== Source material ==

_ _ _ _ _

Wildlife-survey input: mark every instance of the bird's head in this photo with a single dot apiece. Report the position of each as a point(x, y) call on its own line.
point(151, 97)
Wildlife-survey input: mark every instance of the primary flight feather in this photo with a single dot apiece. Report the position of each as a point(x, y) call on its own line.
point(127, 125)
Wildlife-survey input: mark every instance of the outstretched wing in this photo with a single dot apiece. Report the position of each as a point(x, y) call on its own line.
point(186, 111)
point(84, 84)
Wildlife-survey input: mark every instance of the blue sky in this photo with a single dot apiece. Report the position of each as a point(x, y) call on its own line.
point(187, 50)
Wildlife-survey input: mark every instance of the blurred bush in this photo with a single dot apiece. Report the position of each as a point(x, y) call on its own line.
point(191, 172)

_ _ _ _ _

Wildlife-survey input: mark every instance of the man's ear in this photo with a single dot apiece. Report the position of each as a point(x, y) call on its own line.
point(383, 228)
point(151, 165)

_ _ _ _ _

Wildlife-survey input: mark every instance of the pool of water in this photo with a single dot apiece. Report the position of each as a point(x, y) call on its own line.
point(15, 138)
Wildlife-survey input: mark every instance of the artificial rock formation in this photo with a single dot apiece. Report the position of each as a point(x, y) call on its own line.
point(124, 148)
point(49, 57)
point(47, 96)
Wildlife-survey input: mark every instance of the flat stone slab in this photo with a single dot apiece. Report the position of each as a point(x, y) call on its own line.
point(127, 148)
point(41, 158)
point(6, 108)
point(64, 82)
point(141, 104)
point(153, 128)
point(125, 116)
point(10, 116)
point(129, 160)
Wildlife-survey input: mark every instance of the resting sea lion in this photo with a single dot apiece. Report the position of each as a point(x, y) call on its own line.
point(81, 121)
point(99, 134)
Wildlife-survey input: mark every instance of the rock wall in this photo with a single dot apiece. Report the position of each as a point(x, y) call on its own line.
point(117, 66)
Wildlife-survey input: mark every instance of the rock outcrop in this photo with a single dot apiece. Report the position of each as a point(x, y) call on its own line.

_ _ _ _ _

== Required work ==
Only the lines above starting with the one with "Wildlife-survey input: mark every instance of the pool" and going through the one with "Wildlife-survey input: mark every instance of the rock outcrop" are to be copied, word for word and with both ends kept.

== Response ==
Wildlife-survey input: mark every instance of the pool of water in this photo with a single dot apiece. Report the position of each as a point(x, y) call on its own line.
point(15, 138)
Wildlife-survey input: mark every instance of the artificial rock formation in this photo with a single dot apiece. Report the position of each as a point(x, y) call on its own line.
point(124, 148)
point(49, 57)
point(47, 96)
Wildlife-survey input: mark every instance of the flat stone slab in this photo with a single dot apiece. Report the position of each as a point(x, y) call on its own line.
point(127, 148)
point(41, 158)
point(6, 108)
point(64, 82)
point(141, 104)
point(153, 128)
point(125, 116)
point(10, 116)
point(129, 160)
Wildlife-survey input: mark every instance of the resting sea lion in this photo with a single dot apiece. Report the position of each as a point(x, y) call on its own line.
point(81, 121)
point(99, 134)
Wildlife-survey input: mark every instance of the rock wall in this photo with a single dot apiece. Report the position of each as a point(x, y) call on its own line.
point(117, 66)
Wildlife-survey input: mark every instance of the rock outcrop in this photo with a single dot apiece. Report the position of each as a point(x, y) call on its own line.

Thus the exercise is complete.